** START Data supplied **

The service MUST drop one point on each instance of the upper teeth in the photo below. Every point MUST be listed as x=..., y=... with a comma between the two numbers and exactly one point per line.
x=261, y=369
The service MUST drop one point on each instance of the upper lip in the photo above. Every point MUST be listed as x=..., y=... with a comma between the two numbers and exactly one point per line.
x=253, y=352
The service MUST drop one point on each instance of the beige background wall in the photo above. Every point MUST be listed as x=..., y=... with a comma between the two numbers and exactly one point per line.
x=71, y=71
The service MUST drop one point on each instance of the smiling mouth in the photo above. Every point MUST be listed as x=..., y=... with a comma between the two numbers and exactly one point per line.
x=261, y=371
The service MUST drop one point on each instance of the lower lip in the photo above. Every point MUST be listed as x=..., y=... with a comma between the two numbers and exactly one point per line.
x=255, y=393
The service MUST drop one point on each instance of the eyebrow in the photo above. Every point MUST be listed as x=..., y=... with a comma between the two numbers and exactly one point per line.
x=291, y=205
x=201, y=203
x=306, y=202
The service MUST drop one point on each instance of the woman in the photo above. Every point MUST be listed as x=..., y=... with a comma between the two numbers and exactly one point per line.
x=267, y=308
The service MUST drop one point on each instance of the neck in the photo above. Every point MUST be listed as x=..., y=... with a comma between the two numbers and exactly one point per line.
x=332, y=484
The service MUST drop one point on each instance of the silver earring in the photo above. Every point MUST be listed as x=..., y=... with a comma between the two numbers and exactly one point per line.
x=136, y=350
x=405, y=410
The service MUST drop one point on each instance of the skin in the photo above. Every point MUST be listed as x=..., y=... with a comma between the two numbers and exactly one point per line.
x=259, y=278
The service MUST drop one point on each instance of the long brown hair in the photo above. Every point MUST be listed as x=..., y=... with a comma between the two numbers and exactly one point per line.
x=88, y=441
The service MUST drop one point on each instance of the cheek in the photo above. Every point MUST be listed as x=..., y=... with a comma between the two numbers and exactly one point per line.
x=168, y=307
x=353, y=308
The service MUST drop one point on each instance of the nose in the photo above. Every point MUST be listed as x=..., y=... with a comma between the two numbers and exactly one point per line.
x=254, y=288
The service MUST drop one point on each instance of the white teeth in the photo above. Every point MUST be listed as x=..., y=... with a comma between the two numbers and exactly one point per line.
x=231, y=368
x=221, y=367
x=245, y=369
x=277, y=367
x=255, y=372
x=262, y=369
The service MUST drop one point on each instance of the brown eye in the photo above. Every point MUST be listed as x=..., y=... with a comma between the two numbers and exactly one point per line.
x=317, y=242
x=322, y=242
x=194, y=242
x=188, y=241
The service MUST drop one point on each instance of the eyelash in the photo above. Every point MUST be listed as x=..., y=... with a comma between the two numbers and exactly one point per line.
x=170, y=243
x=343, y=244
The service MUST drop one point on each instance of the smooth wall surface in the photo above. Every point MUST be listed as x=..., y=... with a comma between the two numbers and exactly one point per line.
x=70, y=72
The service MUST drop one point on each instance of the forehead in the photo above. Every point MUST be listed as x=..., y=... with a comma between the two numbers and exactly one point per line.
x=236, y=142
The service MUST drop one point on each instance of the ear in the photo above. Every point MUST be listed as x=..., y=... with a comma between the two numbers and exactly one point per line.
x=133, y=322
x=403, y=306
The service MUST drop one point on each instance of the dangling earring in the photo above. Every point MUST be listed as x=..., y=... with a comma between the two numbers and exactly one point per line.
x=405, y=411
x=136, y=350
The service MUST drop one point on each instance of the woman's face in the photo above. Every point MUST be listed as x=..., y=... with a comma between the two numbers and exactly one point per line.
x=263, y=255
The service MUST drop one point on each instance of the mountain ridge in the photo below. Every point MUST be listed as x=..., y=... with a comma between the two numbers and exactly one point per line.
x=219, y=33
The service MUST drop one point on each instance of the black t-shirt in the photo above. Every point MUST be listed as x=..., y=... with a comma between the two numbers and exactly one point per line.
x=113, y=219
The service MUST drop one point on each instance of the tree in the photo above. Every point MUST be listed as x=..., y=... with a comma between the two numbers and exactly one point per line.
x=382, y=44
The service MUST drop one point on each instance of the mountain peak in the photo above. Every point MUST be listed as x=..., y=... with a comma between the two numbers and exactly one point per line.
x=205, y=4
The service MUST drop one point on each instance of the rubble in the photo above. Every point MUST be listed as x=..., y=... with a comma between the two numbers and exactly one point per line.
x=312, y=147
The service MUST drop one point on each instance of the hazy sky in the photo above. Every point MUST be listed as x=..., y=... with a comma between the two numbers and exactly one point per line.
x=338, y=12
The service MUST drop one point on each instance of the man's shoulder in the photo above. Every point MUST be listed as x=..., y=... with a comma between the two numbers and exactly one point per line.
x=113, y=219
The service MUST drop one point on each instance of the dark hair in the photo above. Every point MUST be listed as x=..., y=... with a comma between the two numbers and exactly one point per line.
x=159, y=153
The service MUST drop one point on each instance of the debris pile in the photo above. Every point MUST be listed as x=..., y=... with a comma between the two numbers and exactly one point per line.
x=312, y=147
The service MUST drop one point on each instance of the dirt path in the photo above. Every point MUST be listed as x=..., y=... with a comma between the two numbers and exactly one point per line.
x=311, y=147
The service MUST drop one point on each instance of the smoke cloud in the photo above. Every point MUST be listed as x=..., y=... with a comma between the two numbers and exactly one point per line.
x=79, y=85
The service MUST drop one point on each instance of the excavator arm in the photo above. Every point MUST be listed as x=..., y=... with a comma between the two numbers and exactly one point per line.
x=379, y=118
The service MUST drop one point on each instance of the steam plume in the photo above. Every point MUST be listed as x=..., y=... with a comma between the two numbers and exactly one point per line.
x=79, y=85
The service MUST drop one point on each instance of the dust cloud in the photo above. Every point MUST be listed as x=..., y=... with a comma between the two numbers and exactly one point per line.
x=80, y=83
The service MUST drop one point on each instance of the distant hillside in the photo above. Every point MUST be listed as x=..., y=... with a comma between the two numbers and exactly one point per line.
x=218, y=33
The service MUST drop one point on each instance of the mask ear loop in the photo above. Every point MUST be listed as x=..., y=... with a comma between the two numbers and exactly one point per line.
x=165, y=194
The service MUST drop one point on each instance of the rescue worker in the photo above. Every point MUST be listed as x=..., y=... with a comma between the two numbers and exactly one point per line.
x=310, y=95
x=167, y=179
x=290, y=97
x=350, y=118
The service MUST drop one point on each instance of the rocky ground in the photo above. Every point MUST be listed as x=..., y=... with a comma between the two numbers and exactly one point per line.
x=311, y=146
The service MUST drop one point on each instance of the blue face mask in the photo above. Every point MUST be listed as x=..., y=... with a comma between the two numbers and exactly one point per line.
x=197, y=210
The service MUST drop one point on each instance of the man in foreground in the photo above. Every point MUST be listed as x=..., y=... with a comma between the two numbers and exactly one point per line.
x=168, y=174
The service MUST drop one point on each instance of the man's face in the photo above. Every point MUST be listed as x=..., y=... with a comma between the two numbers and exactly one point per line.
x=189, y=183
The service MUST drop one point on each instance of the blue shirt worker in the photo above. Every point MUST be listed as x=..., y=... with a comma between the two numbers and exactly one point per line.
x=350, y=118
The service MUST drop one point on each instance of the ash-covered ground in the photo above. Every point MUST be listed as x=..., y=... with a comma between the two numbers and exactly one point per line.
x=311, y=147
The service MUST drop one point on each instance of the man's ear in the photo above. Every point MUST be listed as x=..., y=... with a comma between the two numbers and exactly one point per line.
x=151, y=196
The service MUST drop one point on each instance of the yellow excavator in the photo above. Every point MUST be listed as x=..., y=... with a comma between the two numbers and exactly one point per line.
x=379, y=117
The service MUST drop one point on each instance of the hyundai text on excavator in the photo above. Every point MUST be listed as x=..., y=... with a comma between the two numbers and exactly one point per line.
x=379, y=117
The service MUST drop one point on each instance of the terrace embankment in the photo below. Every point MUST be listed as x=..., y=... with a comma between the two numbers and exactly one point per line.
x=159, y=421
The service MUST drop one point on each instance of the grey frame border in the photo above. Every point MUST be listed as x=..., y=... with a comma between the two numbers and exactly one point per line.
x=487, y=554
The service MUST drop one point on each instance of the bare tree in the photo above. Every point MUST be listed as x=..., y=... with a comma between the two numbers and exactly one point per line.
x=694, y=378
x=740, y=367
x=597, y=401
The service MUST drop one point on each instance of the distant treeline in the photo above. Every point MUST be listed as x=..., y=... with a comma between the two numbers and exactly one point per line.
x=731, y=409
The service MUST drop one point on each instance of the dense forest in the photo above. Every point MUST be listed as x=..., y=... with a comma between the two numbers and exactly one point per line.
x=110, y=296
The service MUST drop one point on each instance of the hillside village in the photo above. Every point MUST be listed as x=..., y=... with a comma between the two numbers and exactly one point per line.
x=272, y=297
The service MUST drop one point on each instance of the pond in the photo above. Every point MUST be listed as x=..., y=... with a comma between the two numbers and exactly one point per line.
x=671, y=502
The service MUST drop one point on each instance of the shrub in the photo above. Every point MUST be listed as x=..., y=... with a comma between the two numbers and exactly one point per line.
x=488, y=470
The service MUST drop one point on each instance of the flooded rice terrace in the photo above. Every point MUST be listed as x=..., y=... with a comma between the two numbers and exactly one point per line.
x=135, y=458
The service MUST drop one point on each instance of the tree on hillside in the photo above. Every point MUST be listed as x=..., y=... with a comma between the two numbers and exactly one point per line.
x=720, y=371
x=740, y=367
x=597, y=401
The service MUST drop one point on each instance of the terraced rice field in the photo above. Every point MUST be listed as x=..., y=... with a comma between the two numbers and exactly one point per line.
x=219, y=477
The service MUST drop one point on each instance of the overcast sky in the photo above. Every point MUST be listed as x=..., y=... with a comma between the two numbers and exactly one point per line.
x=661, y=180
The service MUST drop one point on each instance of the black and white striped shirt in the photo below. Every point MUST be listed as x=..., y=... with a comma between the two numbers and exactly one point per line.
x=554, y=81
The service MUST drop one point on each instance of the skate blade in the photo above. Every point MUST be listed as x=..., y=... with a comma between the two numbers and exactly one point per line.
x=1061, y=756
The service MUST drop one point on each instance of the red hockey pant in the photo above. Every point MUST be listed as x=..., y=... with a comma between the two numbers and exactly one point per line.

** END Data supplied **

Directions:
Convert the part that opens with the line containing "of the smiling" and closes with the line containing "x=255, y=393", both ends included, into a Markdown table with the columns Row and Line, numbering each line in order and omitting any blank lines.

Full output:
| Row | Line |
|---|---|
| 1 | The service MUST drop one point on each instance of the smiling mouth in the photo above. Every point MUST be listed as x=..., y=... with a comma between the two numbers and exactly one point per line. |
| 2 | x=261, y=371 |
| 3 | The service MUST drop one point on each instance of the lower lip in the photo above. Every point MUST be listed as x=..., y=... with a comma between the two numbers and exactly one point per line. |
| 4 | x=255, y=393 |